- [Goal]:
Format the lines of the records below as a JSON list of strings, one string per line with blank lines omitted, beginning with the line that contains "Reviewer note: every instance of the man's neck" and continuing through the end of the records. Leave the pictures out of the answer.

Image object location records
....................

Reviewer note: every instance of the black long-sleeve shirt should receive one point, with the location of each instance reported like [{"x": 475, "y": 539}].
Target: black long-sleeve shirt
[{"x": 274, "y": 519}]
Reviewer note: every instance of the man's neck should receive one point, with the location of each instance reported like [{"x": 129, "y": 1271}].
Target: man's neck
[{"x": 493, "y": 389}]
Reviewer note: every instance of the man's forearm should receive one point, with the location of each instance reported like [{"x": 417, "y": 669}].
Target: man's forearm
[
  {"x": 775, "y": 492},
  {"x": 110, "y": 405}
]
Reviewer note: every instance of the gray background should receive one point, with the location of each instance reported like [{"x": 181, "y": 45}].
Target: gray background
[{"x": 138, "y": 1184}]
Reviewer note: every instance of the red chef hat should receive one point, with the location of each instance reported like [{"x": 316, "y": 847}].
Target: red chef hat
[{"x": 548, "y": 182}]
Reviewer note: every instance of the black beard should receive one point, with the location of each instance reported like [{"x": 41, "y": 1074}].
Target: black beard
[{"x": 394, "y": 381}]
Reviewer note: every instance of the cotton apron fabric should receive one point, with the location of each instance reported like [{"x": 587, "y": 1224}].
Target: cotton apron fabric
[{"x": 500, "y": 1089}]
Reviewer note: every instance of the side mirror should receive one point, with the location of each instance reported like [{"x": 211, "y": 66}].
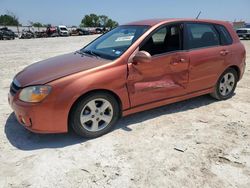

....................

- [Full answer]:
[
  "Reviewer note: every instance of the man's neck should receive one point, with the location of each instance reported like [{\"x\": 129, \"y\": 1271}].",
  "Target: man's neck",
  "[{\"x\": 493, \"y\": 389}]",
  "Reviewer note: every instance of the man's forearm should receive one point, with the location of each instance reported like [{\"x\": 417, \"y\": 669}].",
  "Target: man's forearm",
  "[",
  "  {\"x\": 775, \"y\": 492},",
  "  {\"x\": 110, \"y\": 405}",
  "]",
  "Reviewer note: every instance of the gray background should receive one point, with the location of each instance reported like [{\"x\": 181, \"y\": 45}].",
  "Target: gray background",
  "[{\"x\": 138, \"y\": 1184}]",
  "Reviewer note: every instance of the red chef hat should receive one point, with the location of each instance reported like [{\"x\": 316, \"y\": 847}].",
  "Target: red chef hat",
  "[{\"x\": 548, \"y\": 182}]",
  "Reviewer note: every instance of the black beard should receive one point, with the location of each instance reported like [{\"x\": 41, \"y\": 1074}].",
  "Target: black beard",
  "[{\"x\": 394, \"y\": 381}]",
  "Reviewer note: every instance of the cotton apron fabric should receive one point, with the location of each instance reported like [{\"x\": 587, \"y\": 1224}].",
  "Target: cotton apron fabric",
  "[{\"x\": 500, \"y\": 1089}]",
  "Reviewer note: every instance of the side mirror should receive one point, with the location of each instance reported like [{\"x\": 211, \"y\": 66}]."
]